Could you write out the full article about Alibaba hosting Meta's Llama 2, word for word?
──────── Page extract
Alibaba has become the first Chinese company to make Meta’s Llama 2 available as it started hosting the LLM on its cloud computing platform earlier this week.
Making the announcement on its WeChat account, Alibaba said, “Today, Alibaba Cloud has launched the first training and deployment solution for the entire Llama 2 series in China, welcoming all developers to create customized large models on Alibaba Cloud.”
When Meta announced that Llama 2 would be released for free, it explained that it hoped being free and “open-source” would lead to greater adoption and testing of the model.
That’s probably a smart business decision when you’re trying to get into a largely untapped Chinese market of more than a billion people. While Alibaba will almost certainly need to pay Meta to use its LLM, it’ll likely be a lot less than the pricey proprietary models that power ChatGPT.
With Alibaba coming under increased scrutiny from the Chinese authorities, the deployment of Meta’s Llama 2 raises some sticky issues.
Well this is awkward
Meta is probably right to be optimistic that Chinese companies will be eager to adopt its technology in their products. The irony is that other Meta products like Facebook, WhatsApp, and Instagram have been banned in China for years now.
China’s unabashed control over society and how it communicates online is well known, so the deployment on Alibaba’s servers would not have gone unnoticed. The debatable open-source nature of Llama 2 is no doubt also appealing to Chinese AI regulators who would certainly want to peer under the hood.
Meta has been criticized for making their powerful AI available to the wild in the manner that they have, and it brings an interesting dimension to the East vs. West AI race. It also raises some ethical issues as users of Llama 2 on Alibaba will have to ensure that the model’s output “aligns with the core values of socialism” as defined by the Chinese state.
The US has tried to rein in the speed at which China is making advances in AI by increasingly looking to place export controls on AI semiconductors. Despite that, Chinese companies like Alibaba, Huawei, Tencent, and Baidu have made advancements with the release of their own generative AI models.
That Alibaba has embraced Llama 2 instead of sticking solely with its own Tongyi LLMs may be indicative of the comparable advantages that Llama 2 brings to the game.
Having cutting-edge American AI technology deployed in China will certainly have some tongues wagging in the US Congress. It’s also interesting to see the different approaches the leading AI companies have been taking.
Anthropic, Google, Microsoft, and OpenAI have just launched the Frontier Model Forum. It’s an industry body focused on ensuring the safe and responsible development of advanced AI models. Meta was noticeably absent from the list of founding companies.
────────────────
──────── Dataset entries
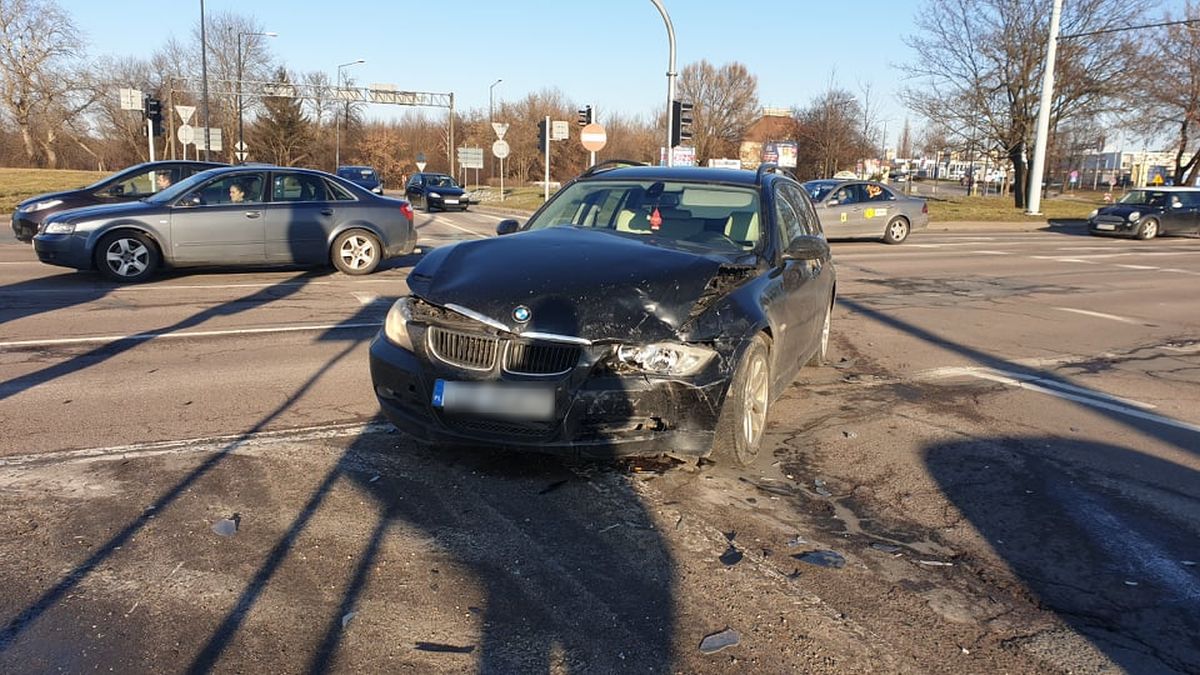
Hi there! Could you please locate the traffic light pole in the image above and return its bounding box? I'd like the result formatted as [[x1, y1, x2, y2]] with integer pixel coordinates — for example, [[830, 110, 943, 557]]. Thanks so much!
[[541, 115, 550, 202], [146, 117, 155, 162]]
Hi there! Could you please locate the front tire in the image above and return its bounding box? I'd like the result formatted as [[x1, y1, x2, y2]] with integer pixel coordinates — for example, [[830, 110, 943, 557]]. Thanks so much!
[[883, 217, 912, 244], [95, 229, 160, 283], [713, 335, 770, 466], [331, 229, 383, 276]]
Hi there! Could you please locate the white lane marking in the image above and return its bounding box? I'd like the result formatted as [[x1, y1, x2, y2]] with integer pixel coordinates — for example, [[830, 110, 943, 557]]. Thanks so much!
[[922, 366, 1158, 410], [0, 321, 383, 350], [912, 368, 1200, 434], [1050, 307, 1145, 325], [430, 216, 487, 239], [350, 291, 379, 306], [0, 422, 395, 466]]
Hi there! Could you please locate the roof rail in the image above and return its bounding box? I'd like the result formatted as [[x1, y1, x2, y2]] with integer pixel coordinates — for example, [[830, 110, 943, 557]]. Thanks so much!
[[580, 160, 647, 178]]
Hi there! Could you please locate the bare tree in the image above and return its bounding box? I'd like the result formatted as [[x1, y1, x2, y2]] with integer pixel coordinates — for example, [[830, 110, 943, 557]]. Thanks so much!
[[796, 86, 874, 178], [902, 0, 1150, 208], [678, 60, 758, 163], [1129, 0, 1200, 185], [0, 0, 91, 167]]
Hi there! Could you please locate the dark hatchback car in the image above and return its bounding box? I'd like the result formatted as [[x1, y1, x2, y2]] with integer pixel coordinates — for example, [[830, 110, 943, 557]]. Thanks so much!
[[404, 173, 470, 211], [12, 161, 228, 241], [34, 166, 416, 281], [371, 165, 835, 464], [1087, 187, 1200, 239], [337, 167, 383, 195]]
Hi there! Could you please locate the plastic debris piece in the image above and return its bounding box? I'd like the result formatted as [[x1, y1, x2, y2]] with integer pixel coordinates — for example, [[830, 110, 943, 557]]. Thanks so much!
[[212, 513, 241, 537], [719, 544, 743, 567], [414, 643, 475, 653], [792, 550, 846, 569], [700, 628, 742, 653]]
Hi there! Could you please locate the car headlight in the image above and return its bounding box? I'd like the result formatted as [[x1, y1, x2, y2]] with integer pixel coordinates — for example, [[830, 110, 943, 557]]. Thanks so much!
[[42, 222, 74, 234], [617, 342, 716, 376], [25, 199, 62, 213], [383, 298, 413, 352]]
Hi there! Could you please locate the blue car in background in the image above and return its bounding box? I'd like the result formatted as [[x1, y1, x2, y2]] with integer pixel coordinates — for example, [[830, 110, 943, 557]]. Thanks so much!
[[337, 167, 383, 195]]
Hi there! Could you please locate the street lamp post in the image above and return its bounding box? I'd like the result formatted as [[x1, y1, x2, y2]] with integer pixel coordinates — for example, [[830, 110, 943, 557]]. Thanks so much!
[[234, 31, 280, 163], [487, 79, 504, 178], [650, 0, 676, 166], [334, 59, 366, 172]]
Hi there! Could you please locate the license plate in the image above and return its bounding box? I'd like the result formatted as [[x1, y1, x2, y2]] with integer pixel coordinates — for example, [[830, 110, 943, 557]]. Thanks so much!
[[433, 380, 554, 420]]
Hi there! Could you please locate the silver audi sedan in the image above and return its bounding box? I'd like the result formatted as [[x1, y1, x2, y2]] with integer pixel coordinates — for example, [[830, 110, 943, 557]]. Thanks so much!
[[804, 179, 929, 244], [34, 166, 416, 282]]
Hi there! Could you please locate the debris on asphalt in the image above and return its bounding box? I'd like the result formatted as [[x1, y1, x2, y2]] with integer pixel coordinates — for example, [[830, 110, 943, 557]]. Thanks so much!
[[413, 643, 475, 653], [792, 550, 846, 569], [538, 478, 569, 495], [718, 543, 743, 567], [812, 478, 833, 497], [700, 628, 742, 653], [212, 513, 241, 537]]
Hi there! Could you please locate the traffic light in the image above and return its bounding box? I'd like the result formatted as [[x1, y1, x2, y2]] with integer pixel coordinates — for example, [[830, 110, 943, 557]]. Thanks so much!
[[671, 101, 692, 148], [144, 96, 162, 136]]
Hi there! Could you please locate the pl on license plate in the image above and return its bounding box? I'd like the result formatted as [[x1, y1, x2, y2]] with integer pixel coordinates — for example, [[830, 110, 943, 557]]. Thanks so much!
[[433, 380, 554, 420]]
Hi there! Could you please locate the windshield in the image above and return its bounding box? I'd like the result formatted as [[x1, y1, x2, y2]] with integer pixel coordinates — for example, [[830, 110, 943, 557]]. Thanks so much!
[[527, 180, 761, 253], [1117, 190, 1166, 207], [144, 169, 223, 204], [804, 180, 838, 202]]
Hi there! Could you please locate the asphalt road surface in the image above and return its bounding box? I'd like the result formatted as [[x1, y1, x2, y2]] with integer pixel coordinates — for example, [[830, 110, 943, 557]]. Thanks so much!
[[0, 211, 1200, 673]]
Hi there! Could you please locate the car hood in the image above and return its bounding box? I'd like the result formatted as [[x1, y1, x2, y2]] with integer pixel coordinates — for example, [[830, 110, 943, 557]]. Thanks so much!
[[47, 202, 163, 222], [408, 227, 755, 342], [17, 190, 83, 211]]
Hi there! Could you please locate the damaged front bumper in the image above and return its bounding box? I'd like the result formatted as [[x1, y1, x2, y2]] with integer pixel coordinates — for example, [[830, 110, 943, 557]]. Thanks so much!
[[371, 333, 732, 459]]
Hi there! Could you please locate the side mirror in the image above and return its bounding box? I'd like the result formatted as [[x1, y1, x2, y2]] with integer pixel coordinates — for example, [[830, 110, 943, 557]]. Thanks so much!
[[784, 237, 829, 261]]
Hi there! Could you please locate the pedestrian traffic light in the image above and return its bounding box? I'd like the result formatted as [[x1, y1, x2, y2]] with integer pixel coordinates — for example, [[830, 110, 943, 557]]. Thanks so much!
[[671, 101, 692, 148], [144, 96, 162, 136]]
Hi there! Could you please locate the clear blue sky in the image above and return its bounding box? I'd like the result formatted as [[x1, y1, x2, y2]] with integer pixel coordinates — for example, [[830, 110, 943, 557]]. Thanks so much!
[[60, 0, 1181, 142]]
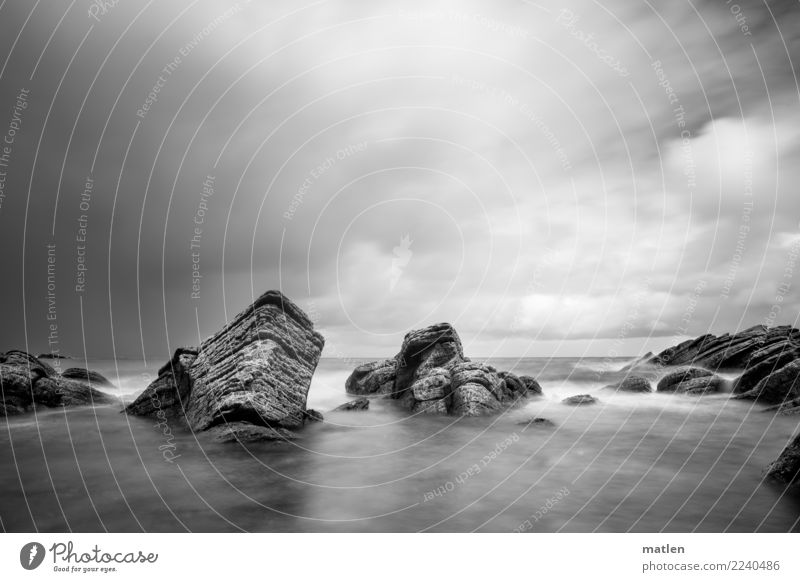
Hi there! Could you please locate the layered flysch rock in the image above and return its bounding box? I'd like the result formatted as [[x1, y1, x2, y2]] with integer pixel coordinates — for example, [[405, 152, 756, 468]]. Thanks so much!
[[0, 350, 114, 416], [623, 325, 800, 404], [647, 325, 800, 370], [126, 291, 325, 440], [345, 323, 542, 416]]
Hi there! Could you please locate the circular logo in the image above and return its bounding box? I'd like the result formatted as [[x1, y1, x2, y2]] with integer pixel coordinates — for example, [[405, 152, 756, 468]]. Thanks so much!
[[19, 542, 45, 570]]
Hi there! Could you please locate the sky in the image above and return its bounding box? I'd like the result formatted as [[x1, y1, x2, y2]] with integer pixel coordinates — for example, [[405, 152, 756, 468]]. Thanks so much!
[[0, 0, 800, 360]]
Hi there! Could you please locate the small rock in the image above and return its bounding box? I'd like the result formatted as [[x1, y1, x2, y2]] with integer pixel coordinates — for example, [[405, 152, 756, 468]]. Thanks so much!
[[671, 375, 725, 396], [306, 408, 325, 422], [519, 376, 543, 396], [656, 367, 714, 392], [767, 434, 800, 485], [561, 394, 599, 406], [208, 422, 297, 443], [603, 376, 653, 392], [333, 398, 369, 412], [61, 368, 116, 388], [517, 416, 556, 428]]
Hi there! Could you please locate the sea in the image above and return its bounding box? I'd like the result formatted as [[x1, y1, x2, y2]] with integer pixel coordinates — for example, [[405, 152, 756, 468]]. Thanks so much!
[[0, 358, 800, 532]]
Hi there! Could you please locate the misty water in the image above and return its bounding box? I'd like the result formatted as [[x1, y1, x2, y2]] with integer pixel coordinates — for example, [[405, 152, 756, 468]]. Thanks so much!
[[0, 358, 800, 532]]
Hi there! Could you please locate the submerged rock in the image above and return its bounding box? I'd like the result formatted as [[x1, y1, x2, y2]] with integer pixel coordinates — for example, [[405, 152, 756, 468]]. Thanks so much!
[[656, 367, 714, 392], [208, 422, 297, 443], [767, 434, 800, 486], [561, 394, 599, 406], [0, 350, 114, 416], [736, 360, 800, 404], [631, 325, 800, 404], [672, 375, 725, 396], [644, 325, 800, 370], [517, 416, 556, 430], [61, 368, 116, 388], [306, 408, 325, 422], [345, 360, 397, 395], [519, 376, 544, 396], [333, 398, 369, 412], [345, 323, 542, 416], [126, 291, 325, 442], [125, 347, 198, 420], [603, 376, 653, 392]]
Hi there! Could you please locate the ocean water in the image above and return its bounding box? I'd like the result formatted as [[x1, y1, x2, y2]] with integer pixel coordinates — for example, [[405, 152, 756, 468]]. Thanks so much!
[[0, 358, 800, 532]]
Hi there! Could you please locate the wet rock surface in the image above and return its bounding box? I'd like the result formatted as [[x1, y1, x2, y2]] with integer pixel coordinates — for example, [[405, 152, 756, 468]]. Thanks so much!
[[126, 291, 324, 440], [345, 323, 542, 416], [0, 350, 115, 416]]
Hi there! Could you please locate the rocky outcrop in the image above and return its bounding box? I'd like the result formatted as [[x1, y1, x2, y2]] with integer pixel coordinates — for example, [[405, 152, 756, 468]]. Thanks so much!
[[208, 422, 297, 444], [642, 325, 800, 370], [628, 325, 800, 404], [61, 368, 116, 388], [656, 366, 714, 392], [517, 416, 556, 430], [764, 397, 800, 416], [736, 360, 800, 404], [603, 376, 653, 392], [333, 398, 369, 412], [767, 434, 800, 486], [673, 374, 725, 396], [125, 347, 198, 421], [345, 323, 542, 416], [561, 394, 600, 406], [126, 291, 325, 440], [0, 350, 113, 416], [345, 360, 397, 396]]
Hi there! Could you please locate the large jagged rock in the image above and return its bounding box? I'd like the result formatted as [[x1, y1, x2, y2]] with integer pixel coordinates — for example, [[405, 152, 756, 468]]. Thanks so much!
[[629, 325, 800, 404], [345, 359, 397, 395], [736, 360, 800, 404], [0, 350, 113, 416], [125, 347, 198, 420], [345, 323, 542, 416], [656, 367, 714, 392], [333, 398, 369, 412], [767, 433, 800, 486], [638, 325, 800, 370], [672, 374, 725, 396], [126, 291, 325, 441], [603, 376, 653, 392]]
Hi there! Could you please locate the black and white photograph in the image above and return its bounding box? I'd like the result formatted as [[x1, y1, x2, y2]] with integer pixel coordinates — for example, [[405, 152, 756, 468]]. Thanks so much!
[[0, 0, 800, 580]]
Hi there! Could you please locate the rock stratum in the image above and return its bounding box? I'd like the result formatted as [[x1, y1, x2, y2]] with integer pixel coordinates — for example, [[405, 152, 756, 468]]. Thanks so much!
[[345, 323, 542, 416], [624, 325, 800, 404], [627, 325, 800, 485], [0, 350, 115, 416], [125, 291, 325, 441]]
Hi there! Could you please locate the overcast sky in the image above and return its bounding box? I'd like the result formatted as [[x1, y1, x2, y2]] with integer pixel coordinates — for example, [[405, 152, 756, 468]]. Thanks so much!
[[0, 0, 800, 360]]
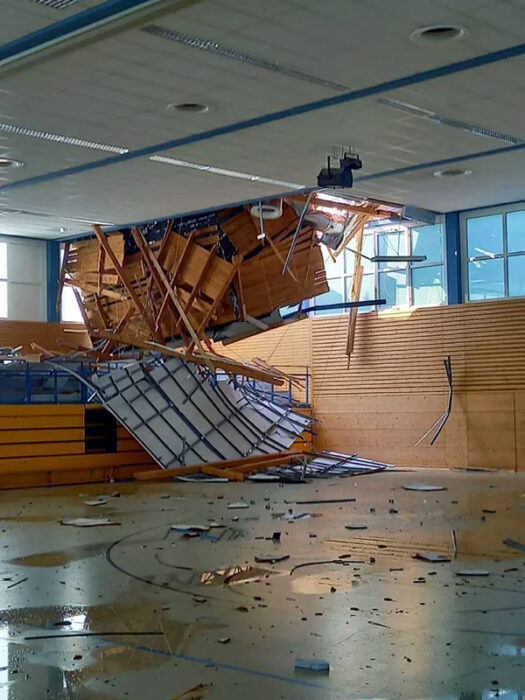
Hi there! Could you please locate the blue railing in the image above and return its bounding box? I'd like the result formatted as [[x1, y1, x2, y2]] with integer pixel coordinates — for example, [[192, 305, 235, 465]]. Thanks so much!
[[0, 360, 118, 404], [0, 360, 310, 407]]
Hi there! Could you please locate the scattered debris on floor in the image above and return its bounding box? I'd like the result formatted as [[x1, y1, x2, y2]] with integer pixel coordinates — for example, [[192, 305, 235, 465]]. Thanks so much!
[[294, 659, 330, 673], [170, 524, 212, 533], [84, 496, 107, 506], [345, 523, 368, 530], [401, 484, 447, 491], [255, 554, 290, 564], [60, 518, 120, 527], [414, 552, 450, 564], [503, 537, 525, 552], [172, 683, 210, 700], [290, 558, 365, 576]]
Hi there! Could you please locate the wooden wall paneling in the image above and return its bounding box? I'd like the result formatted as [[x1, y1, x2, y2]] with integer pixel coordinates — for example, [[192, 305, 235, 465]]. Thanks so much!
[[0, 427, 84, 442]]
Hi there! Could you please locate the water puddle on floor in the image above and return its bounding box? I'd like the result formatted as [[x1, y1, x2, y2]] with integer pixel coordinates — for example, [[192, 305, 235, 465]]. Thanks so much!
[[0, 604, 226, 698], [6, 542, 111, 567]]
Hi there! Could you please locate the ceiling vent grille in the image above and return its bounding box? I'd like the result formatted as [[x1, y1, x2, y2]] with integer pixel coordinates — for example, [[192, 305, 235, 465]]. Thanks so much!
[[31, 0, 78, 10], [0, 122, 129, 155], [149, 156, 304, 190], [142, 24, 348, 92], [376, 97, 523, 145]]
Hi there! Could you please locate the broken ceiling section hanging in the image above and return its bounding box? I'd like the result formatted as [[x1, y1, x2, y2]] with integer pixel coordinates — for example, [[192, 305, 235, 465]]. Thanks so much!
[[59, 193, 396, 385]]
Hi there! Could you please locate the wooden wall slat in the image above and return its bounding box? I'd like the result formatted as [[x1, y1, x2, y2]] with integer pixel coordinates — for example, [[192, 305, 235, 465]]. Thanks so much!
[[0, 428, 84, 442]]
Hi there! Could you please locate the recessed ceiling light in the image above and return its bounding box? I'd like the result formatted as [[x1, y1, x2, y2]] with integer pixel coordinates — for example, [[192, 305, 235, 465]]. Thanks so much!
[[0, 158, 24, 168], [434, 168, 472, 177], [167, 102, 210, 114], [410, 24, 467, 42]]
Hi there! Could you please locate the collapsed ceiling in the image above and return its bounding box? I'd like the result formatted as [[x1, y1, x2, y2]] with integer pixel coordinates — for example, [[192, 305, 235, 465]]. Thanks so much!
[[59, 193, 400, 383]]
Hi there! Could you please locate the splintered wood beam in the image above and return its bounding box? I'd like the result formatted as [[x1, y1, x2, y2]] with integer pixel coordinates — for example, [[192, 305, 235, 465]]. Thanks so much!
[[98, 243, 106, 294], [334, 214, 372, 259], [56, 241, 71, 313], [64, 276, 129, 301], [171, 231, 197, 284], [100, 306, 133, 360], [130, 229, 204, 353], [146, 219, 173, 296], [197, 255, 242, 335], [131, 227, 180, 331], [90, 328, 284, 386], [346, 220, 365, 369], [94, 294, 111, 328], [184, 243, 219, 313], [73, 287, 91, 331], [201, 465, 244, 481], [266, 236, 299, 284], [233, 267, 246, 321], [92, 224, 162, 340], [157, 219, 173, 262]]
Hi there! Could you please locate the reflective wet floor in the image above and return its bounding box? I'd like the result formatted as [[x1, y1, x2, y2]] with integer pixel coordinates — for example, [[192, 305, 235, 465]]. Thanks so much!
[[0, 470, 525, 700]]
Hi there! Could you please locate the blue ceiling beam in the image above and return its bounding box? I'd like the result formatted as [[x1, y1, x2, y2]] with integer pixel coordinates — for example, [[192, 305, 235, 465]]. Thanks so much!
[[0, 0, 162, 68], [0, 40, 525, 192]]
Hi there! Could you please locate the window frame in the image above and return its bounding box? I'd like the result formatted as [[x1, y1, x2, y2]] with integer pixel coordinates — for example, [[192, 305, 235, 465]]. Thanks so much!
[[0, 236, 9, 321], [459, 201, 525, 304], [312, 216, 447, 318]]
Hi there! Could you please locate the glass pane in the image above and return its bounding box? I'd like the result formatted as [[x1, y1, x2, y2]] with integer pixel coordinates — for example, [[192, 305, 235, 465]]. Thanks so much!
[[467, 214, 503, 258], [412, 265, 445, 306], [321, 246, 345, 277], [468, 258, 505, 301], [379, 272, 407, 309], [345, 234, 375, 275], [412, 224, 443, 265], [0, 282, 7, 318], [314, 278, 344, 316], [507, 211, 525, 253], [508, 255, 525, 297], [0, 243, 7, 280], [279, 303, 298, 316], [61, 287, 84, 323], [345, 275, 376, 313], [377, 230, 408, 270]]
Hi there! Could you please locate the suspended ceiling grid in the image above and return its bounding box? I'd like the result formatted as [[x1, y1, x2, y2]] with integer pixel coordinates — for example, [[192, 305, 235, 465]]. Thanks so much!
[[0, 0, 525, 238]]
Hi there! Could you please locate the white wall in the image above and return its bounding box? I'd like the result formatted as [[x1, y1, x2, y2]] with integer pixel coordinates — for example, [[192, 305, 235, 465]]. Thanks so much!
[[0, 236, 47, 321]]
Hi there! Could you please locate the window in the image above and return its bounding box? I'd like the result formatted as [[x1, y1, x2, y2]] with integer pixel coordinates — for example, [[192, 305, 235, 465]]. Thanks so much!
[[463, 204, 525, 301], [60, 248, 84, 323], [315, 224, 446, 316], [0, 243, 7, 318]]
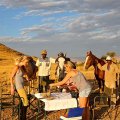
────────────────
Exercise solution:
Alibaba has become the first Chinese company to make Meta’s Llama 2 available as it started hosting the LLM on its cloud computing platform earlier this week.
Making the announcement on its WeChat account, Alibaba said, “Today, Alibaba Cloud has launched the first training and deployment solution for the entire Llama 2 series in China, welcoming all developers to create customized large models on Alibaba Cloud.”
When Meta announced that Llama 2 would be released for free, it explained that it hoped being free and “open-source” would lead to greater adoption and testing of the model.
That’s probably a smart business decision when you’re trying to get into a largely untapped Chinese market of more than a billion people. While Alibaba will almost certainly need to pay Meta to use its LLM, it’ll likely be a lot less than the pricey proprietary models that power ChatGPT.
With Alibaba coming under increased scrutiny from the Chinese authorities, the deployment of Meta’s Llama 2 raises some sticky issues.
Well this is awkward
Meta is probably right to be optimistic that Chinese companies will be eager to adopt its technology in their products. The irony is that other Meta products like Facebook, WhatsApp, and Instagram have been banned in China for years now.
China’s unabashed control over society and how it communicates online is well known, so the deployment on Alibaba’s servers would not have gone unnoticed. The debatable open-source nature of Llama 2 is no doubt also appealing to Chinese AI regulators who would certainly want to peer under the hood.
Meta has been criticized for making their powerful AI available to the wild in the manner that they have, and it brings an interesting dimension to the East vs. West AI race. It also raises some ethical issues as users of Llama 2 on Alibaba will have to ensure that the model’s output “aligns with the core values of socialism” as defined by the Chinese state.
The US has tried to rein in the speed at which China is making advances in AI by increasingly looking to place export controls on AI semiconductors. Despite that, Chinese companies like Alibaba, Huawei, Tencent, and Baidu have made advancements with the release of their own generative AI models.
That Alibaba has embraced Llama 2 instead of sticking solely with its own Tongyi LLMs may be indicative of the comparable advantages that Llama 2 brings to the game.
Having cutting-edge American AI technology deployed in China will certainly have some tongues wagging in the US Congress. It’s also interesting to see the different approaches the leading AI companies have been taking.
Anthropic, Google, Microsoft, and OpenAI have just launched the Frontier Model Forum. It’s an industry body focused on ensuring the safe and responsible development of advanced AI models. Meta was noticeably absent from the list of founding companies.